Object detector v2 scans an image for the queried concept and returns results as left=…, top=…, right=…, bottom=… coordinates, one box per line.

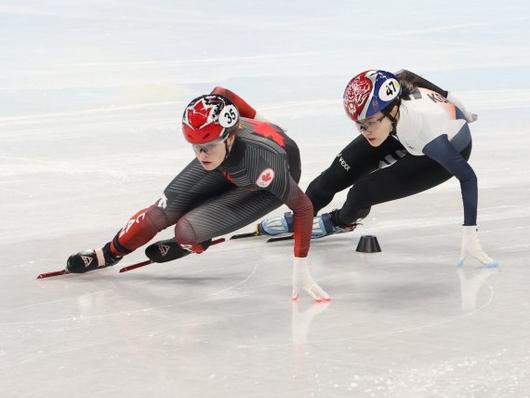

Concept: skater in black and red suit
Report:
left=66, top=87, right=329, bottom=300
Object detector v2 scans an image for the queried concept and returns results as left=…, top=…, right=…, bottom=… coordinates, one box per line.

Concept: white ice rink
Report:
left=0, top=0, right=530, bottom=398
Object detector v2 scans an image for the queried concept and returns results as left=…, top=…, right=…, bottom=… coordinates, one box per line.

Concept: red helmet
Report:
left=344, top=70, right=401, bottom=121
left=182, top=94, right=239, bottom=144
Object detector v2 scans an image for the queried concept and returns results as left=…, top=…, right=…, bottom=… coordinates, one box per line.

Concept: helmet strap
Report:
left=383, top=98, right=401, bottom=135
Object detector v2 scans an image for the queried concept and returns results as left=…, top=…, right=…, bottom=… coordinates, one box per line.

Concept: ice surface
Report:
left=0, top=0, right=530, bottom=398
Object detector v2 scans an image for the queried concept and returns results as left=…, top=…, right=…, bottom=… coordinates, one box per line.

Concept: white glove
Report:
left=447, top=92, right=478, bottom=123
left=457, top=225, right=499, bottom=267
left=291, top=257, right=331, bottom=301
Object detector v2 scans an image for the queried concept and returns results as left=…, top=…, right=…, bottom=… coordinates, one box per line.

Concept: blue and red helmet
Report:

——————

Copy all of the data above without the pictures, keeping every line and multiplying each bounding-box coordinate by 1.05. Round the results to whole numbers, with halves rounded up.

Object detector v2 scans an image for the queried concept and returns results as left=…, top=…, right=…, bottom=… coordinates, one box per line.


Concept: skater in black and red suit
Report:
left=69, top=91, right=345, bottom=315
Object detector v2 scans an image for the queried concept and returns results as left=…, top=…, right=…, bottom=… coordinates, one box per line.

Concept: white ice rink
Report:
left=0, top=0, right=557, bottom=418
Object detector v2 scans an image for the queried concept and returns results as left=…, top=…, right=…, bottom=… coordinates, one box per line.

Concept: red helmet
Report:
left=361, top=74, right=421, bottom=127
left=191, top=99, right=251, bottom=151
Object detector v2 scans an image for the queried concept and returns results as left=…, top=…, right=…, bottom=… coordinates, one box per line.

Concept: helmet strap
Report:
left=402, top=103, right=421, bottom=142
Object detector v2 scans an image for the queried concept and returns results as left=…, top=…, right=…, bottom=… coordinates, one box per line.

Concept: ice surface
Report:
left=0, top=0, right=557, bottom=418
Object detector v2 scans an image for the queried concept and returns results as left=…, top=…, right=…, bottom=… coordinates, one box per line.

Concept: white glove
Report:
left=469, top=97, right=502, bottom=129
left=480, top=236, right=524, bottom=280
left=306, top=270, right=348, bottom=316
Object detector v2 scans an image for the queried concept and returns results as left=…, top=…, right=…, bottom=… coordinates, one box per line.

Concept: blue and red helmet
Report:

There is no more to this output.